- [SET TASK]
Swap "trace the outline" for "draw the boundary" throughout the entries below and write them out again with nothing else changed. Leave the pictures out.
## Start
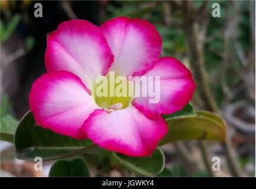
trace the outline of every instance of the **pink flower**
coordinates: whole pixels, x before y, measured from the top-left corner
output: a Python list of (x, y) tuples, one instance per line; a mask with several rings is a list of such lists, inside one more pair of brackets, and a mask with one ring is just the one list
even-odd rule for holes
[[(161, 115), (182, 109), (196, 88), (191, 73), (180, 61), (159, 58), (161, 45), (156, 28), (142, 19), (118, 17), (100, 27), (81, 19), (61, 23), (48, 34), (47, 73), (34, 82), (30, 93), (36, 121), (110, 151), (151, 155), (167, 132)], [(115, 107), (113, 99), (94, 95), (96, 78), (110, 71), (127, 77), (160, 76), (160, 101), (117, 98), (122, 108), (116, 106), (110, 113), (106, 109)]]

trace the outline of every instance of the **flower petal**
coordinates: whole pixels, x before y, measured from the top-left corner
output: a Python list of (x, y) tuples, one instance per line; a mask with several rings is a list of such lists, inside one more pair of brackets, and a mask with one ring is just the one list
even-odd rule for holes
[(47, 71), (71, 71), (88, 87), (97, 77), (107, 73), (113, 58), (100, 30), (85, 20), (63, 22), (48, 34)]
[[(136, 108), (151, 118), (181, 109), (192, 98), (196, 86), (190, 70), (172, 57), (160, 58), (155, 63), (154, 67), (143, 76), (160, 76), (158, 103), (149, 103), (149, 99), (153, 98), (148, 97), (148, 97), (135, 97), (132, 102)], [(152, 85), (154, 89), (157, 89), (156, 83), (148, 82), (148, 84)]]
[(81, 127), (98, 108), (81, 79), (66, 71), (46, 73), (33, 83), (29, 104), (43, 128), (76, 139), (86, 138)]
[(97, 109), (84, 122), (82, 129), (94, 143), (130, 157), (151, 155), (167, 133), (161, 117), (150, 119), (130, 106), (108, 113)]
[(130, 76), (159, 58), (162, 40), (155, 26), (142, 19), (118, 17), (100, 28), (114, 56), (110, 71)]

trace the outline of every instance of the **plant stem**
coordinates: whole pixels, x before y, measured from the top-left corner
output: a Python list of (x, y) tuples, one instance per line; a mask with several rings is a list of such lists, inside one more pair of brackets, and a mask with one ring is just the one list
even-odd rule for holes
[[(185, 32), (187, 38), (188, 52), (191, 63), (191, 66), (196, 80), (197, 90), (202, 98), (206, 109), (213, 112), (217, 112), (217, 106), (214, 100), (208, 84), (206, 71), (204, 67), (203, 42), (200, 40), (199, 34), (199, 24), (194, 20), (191, 20), (188, 15), (185, 16)], [(236, 162), (236, 156), (235, 151), (230, 145), (229, 139), (222, 143), (222, 148), (226, 155), (228, 164), (232, 175), (235, 177), (241, 175), (241, 171)], [(201, 149), (205, 162), (209, 170), (209, 157), (206, 158), (207, 150), (205, 145), (201, 144)], [(212, 169), (211, 169), (212, 170)]]

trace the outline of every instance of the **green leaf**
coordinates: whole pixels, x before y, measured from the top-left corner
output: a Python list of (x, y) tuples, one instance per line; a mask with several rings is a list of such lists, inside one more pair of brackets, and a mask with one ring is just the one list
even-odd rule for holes
[(165, 158), (162, 150), (157, 147), (151, 157), (129, 157), (123, 154), (112, 154), (113, 160), (139, 175), (153, 176), (164, 167)]
[(89, 170), (82, 158), (56, 161), (50, 170), (49, 177), (89, 177)]
[[(1, 42), (4, 42), (11, 36), (20, 22), (21, 17), (19, 14), (15, 14), (8, 24), (5, 26), (4, 32), (1, 33)], [(2, 25), (1, 25), (2, 27)]]
[(175, 117), (184, 116), (194, 115), (194, 109), (191, 103), (187, 104), (181, 110), (172, 114), (164, 115), (165, 119), (172, 118)]
[(10, 115), (1, 118), (1, 139), (14, 142), (14, 133), (18, 126), (18, 121)]
[(217, 114), (196, 111), (194, 115), (168, 118), (168, 132), (159, 145), (181, 140), (210, 140), (223, 142), (226, 138), (226, 124)]
[(88, 139), (77, 140), (35, 126), (31, 112), (24, 115), (15, 134), (14, 144), (17, 158), (34, 160), (41, 157), (44, 160), (55, 159), (86, 153), (104, 155), (110, 153), (93, 145)]
[(159, 174), (157, 175), (157, 177), (174, 177), (174, 174), (172, 171), (167, 168), (164, 168), (164, 170)]

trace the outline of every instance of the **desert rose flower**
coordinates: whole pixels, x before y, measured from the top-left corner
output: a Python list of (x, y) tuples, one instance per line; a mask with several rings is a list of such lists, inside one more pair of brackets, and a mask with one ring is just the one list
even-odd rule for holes
[[(118, 17), (100, 27), (81, 19), (61, 23), (47, 36), (47, 73), (36, 80), (29, 104), (38, 125), (131, 157), (151, 155), (167, 133), (162, 114), (181, 109), (196, 84), (178, 60), (160, 58), (162, 40), (142, 19)], [(149, 97), (98, 97), (97, 79), (160, 76), (157, 103)], [(128, 82), (128, 81), (127, 81)]]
## End
- [WORKED ANSWER]
draw the boundary of every instance of the **pink flower**
coordinates: whole pixels, x before y, measured from the top-left corner
output: a Python list of (x, y) tuples, one instance per line; a mask with several rings is a list of such lists, inside one more pair of brackets, and a mask with one ring is just the one list
even-odd rule for holes
[[(161, 115), (182, 109), (196, 88), (191, 73), (180, 61), (159, 58), (161, 45), (156, 28), (142, 19), (118, 17), (100, 27), (81, 19), (61, 23), (48, 34), (47, 73), (34, 82), (30, 93), (36, 121), (110, 151), (151, 155), (167, 132)], [(115, 107), (113, 99), (94, 95), (96, 78), (110, 71), (127, 77), (160, 76), (160, 101), (117, 98), (122, 108), (116, 106), (110, 113), (106, 109)]]

draw the boundary of every instance of the **flower petal**
coordinates: whole pixels, x before y, measured from the top-left corner
output: a Python list of (x, y) tuples, one instance per line; a mask with several rings is a list of such lists, inside one more pair of brackets, and a mask with one ring is just the one list
even-odd rule for holes
[(47, 71), (71, 71), (88, 87), (97, 77), (107, 73), (113, 58), (100, 30), (85, 20), (63, 22), (48, 34)]
[[(136, 108), (151, 118), (181, 109), (192, 98), (196, 86), (190, 70), (172, 57), (160, 58), (155, 63), (154, 67), (143, 76), (160, 76), (158, 103), (149, 103), (149, 99), (153, 98), (148, 97), (148, 97), (135, 97), (132, 102)], [(152, 85), (154, 89), (157, 89), (156, 83), (148, 82), (148, 84)]]
[(81, 127), (98, 108), (81, 79), (66, 71), (46, 73), (33, 83), (29, 104), (43, 128), (76, 139), (86, 138)]
[(97, 109), (84, 122), (82, 129), (94, 143), (130, 157), (151, 155), (167, 133), (161, 117), (150, 119), (130, 106), (108, 113)]
[(130, 76), (159, 58), (162, 40), (155, 26), (142, 19), (118, 17), (100, 28), (114, 56), (110, 71)]

draw the boundary of every instance of the **plant stem**
coordinates: whole pixels, x before y, measured from the top-left corner
output: a Python list of (x, y) tuples, one instance per line; a mask with several rings is a list of such lists, inside one more pair of brackets, and a mask with one ring is just the one list
even-odd rule for holes
[[(185, 32), (187, 38), (188, 52), (191, 63), (191, 66), (196, 80), (197, 90), (202, 98), (206, 109), (213, 112), (217, 112), (217, 106), (214, 100), (208, 84), (206, 71), (204, 67), (203, 42), (200, 40), (199, 34), (199, 24), (194, 20), (191, 20), (188, 15), (185, 16)], [(236, 162), (236, 156), (235, 151), (230, 145), (229, 139), (222, 143), (222, 148), (226, 155), (228, 164), (232, 175), (235, 177), (241, 175), (241, 171)], [(201, 149), (205, 162), (209, 170), (209, 157), (206, 158), (207, 150), (205, 145), (201, 144)], [(212, 169), (211, 169), (212, 170)]]

draw the boundary of every instance of the **green leaf**
coordinates: whole pixels, x before y, measured from the top-left corner
output: a Python list of (x, y) tuples, one instance per line; a mask with several rings is a list of such lists, inside one more pair of brackets, and a mask with one ring is just the one list
even-odd rule for holes
[(165, 158), (162, 150), (157, 147), (151, 157), (129, 157), (123, 154), (112, 154), (113, 160), (139, 175), (153, 176), (164, 167)]
[(89, 170), (82, 158), (56, 161), (50, 170), (49, 177), (89, 177)]
[[(1, 42), (4, 42), (11, 36), (20, 22), (21, 17), (19, 14), (15, 14), (8, 24), (5, 26), (4, 32), (1, 33)], [(2, 25), (1, 25), (2, 27)]]
[(175, 117), (184, 116), (194, 115), (194, 109), (191, 103), (187, 104), (181, 110), (172, 114), (164, 115), (165, 119), (172, 118)]
[(10, 115), (1, 118), (1, 139), (14, 142), (14, 133), (18, 126), (18, 121)]
[(217, 114), (196, 111), (194, 115), (168, 118), (168, 132), (159, 145), (181, 140), (210, 140), (223, 142), (226, 138), (226, 124)]
[(88, 139), (77, 140), (35, 126), (31, 112), (24, 115), (15, 134), (14, 144), (17, 158), (34, 160), (41, 157), (44, 160), (55, 159), (86, 153), (104, 155), (110, 153), (93, 145)]
[(159, 174), (157, 175), (157, 177), (174, 177), (174, 174), (172, 171), (167, 168), (164, 168), (164, 170)]

draw the boundary of every instance of the **desert rose flower**
coordinates: whole pixels, x before y, measured from the top-left corner
output: a Python list of (x, y) tuples, one instance per line; a mask with several rings is a list of such lists, inside one more pair of brackets, and a mask with one ring is just the one list
even-odd rule for holes
[[(118, 17), (100, 27), (81, 19), (61, 23), (47, 36), (47, 73), (36, 80), (29, 104), (38, 125), (131, 157), (151, 155), (167, 133), (162, 114), (181, 109), (196, 84), (178, 60), (160, 58), (162, 40), (142, 19)], [(149, 97), (98, 97), (97, 79), (160, 76), (157, 103)], [(128, 82), (128, 81), (127, 81)]]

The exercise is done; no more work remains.